Required work: Extract the text of every entry below exactly; leave images out.

Rows from a pointing dataset:

****************

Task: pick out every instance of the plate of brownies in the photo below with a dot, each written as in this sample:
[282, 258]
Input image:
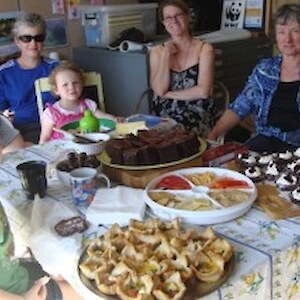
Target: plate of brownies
[152, 149]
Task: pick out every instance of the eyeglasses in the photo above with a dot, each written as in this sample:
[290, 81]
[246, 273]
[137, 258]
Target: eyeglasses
[169, 19]
[28, 38]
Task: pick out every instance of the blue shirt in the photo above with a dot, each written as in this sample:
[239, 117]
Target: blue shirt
[257, 96]
[17, 91]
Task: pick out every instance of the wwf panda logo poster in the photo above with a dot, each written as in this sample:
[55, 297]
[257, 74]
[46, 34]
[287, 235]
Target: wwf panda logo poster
[233, 14]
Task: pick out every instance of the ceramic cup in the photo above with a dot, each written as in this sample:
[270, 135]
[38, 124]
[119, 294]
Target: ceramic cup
[84, 184]
[33, 178]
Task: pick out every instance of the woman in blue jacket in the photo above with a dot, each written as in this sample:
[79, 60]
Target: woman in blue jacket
[17, 76]
[272, 93]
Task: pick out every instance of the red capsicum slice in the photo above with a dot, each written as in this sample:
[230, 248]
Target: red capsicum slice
[173, 182]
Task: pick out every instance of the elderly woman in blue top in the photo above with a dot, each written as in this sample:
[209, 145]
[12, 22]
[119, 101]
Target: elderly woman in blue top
[17, 76]
[272, 93]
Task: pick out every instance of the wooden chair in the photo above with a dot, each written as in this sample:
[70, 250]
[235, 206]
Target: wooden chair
[93, 89]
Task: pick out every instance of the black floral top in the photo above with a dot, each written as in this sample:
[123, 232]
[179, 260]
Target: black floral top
[197, 115]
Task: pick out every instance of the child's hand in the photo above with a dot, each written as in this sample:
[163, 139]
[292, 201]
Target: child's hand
[38, 291]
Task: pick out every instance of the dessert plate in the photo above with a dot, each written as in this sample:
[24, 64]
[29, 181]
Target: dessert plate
[216, 213]
[106, 160]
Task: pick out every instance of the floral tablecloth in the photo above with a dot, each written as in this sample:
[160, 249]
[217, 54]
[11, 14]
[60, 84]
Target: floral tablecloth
[267, 252]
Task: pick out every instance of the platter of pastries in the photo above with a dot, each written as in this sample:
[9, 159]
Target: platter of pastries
[200, 195]
[155, 260]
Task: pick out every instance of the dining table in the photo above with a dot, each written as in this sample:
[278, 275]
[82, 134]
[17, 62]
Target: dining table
[266, 251]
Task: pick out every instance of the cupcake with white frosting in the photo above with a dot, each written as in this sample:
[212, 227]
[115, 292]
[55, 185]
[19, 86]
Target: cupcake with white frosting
[287, 181]
[265, 159]
[272, 171]
[284, 158]
[295, 196]
[254, 173]
[294, 166]
[297, 153]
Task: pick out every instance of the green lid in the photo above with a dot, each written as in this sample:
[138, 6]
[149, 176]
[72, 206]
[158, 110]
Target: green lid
[89, 123]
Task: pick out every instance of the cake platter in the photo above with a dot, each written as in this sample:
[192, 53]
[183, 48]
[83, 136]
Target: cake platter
[106, 160]
[214, 210]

****************

Solved problem:
Task: pick out every instance of the plate of brownies in the photo below with a dot, each written as in this sample:
[282, 258]
Input image:
Target: plate of brownies
[152, 149]
Task: pick out every instance of the eyeglasses in the photo above with a dot, each written as in this sample:
[290, 81]
[246, 273]
[137, 258]
Target: eyeglasses
[169, 19]
[28, 38]
Task: pick out every instance of the blue shirt in the photo above with a dot, each written as in this sample:
[239, 117]
Target: blue shirt
[257, 96]
[17, 91]
Task: pick out every instance of the wwf panda logo poster in the photo above with a dot, each written as in this sample:
[55, 297]
[257, 74]
[46, 34]
[287, 235]
Target: wwf panda logo poster
[233, 14]
Task: pick out every instance of the ceramic cup in the photo above with a dot, each written as in this sample:
[270, 135]
[38, 124]
[119, 294]
Target: ceramic cup
[84, 184]
[33, 178]
Task: pick out every instance of the woman in blue jacket in the photo above with a dot, each written as in this sample:
[79, 60]
Target: woman in blue jacket
[17, 76]
[272, 93]
Task: pick out every instance of the red capsicum slice in the photo above with a dot, each written as in this sample:
[230, 248]
Target: red capsicum slice
[173, 182]
Task: pick out every instance of the elderly woman in blue top in the photo above with a dot, each written as in this sample:
[209, 145]
[12, 22]
[119, 101]
Target: elderly woman in blue top
[17, 76]
[272, 93]
Task: pick out every instance of the wooden chair in the photo above with a dot, each written as in this sample:
[70, 250]
[235, 206]
Target: wooden chair
[93, 89]
Task: pick out every instance of the black floral top in the photo above with a dot, each written as in this sample:
[123, 232]
[179, 260]
Target: black floral top
[197, 115]
Task: pick out every instance of the child's hand in the photo above with a dot, each written as in this sample:
[163, 139]
[292, 201]
Target: child's hand
[38, 291]
Task: pick out every instance of the dessert plate in the photo above with a dot, each written as in this sample:
[24, 64]
[29, 181]
Target: dessert plate
[216, 213]
[106, 160]
Task: pick out every instance of the floral tablecloth in the photo above with a dot, each written as in this sample:
[160, 249]
[217, 54]
[11, 14]
[60, 84]
Target: floral tablecloth
[267, 252]
Task: pick out every instance of the platter of pastries in the photo above with a dot, each written as in this sample:
[9, 159]
Target: platter of pastries
[200, 195]
[155, 260]
Task: pick out every instance of the dining table in the photo above with a dot, each written as in this sample:
[278, 275]
[82, 134]
[17, 62]
Target: dining table
[266, 251]
Task: pick out every instance of the cupcake with white frosting in the photo above with a dot, each written as in this sample:
[212, 227]
[115, 292]
[55, 185]
[19, 86]
Target: cupcake with white frosting
[287, 181]
[265, 159]
[272, 171]
[284, 158]
[295, 196]
[254, 173]
[294, 166]
[297, 153]
Task: pick out every instance of the green lid in the photo above with a dot, each written as in this sample:
[138, 6]
[149, 176]
[72, 206]
[158, 110]
Target: green lid
[89, 123]
Task: pick out every instance of the cake platter in the photo above with a dot, each written as in this sample:
[192, 53]
[183, 48]
[83, 136]
Target: cake platter
[106, 160]
[214, 210]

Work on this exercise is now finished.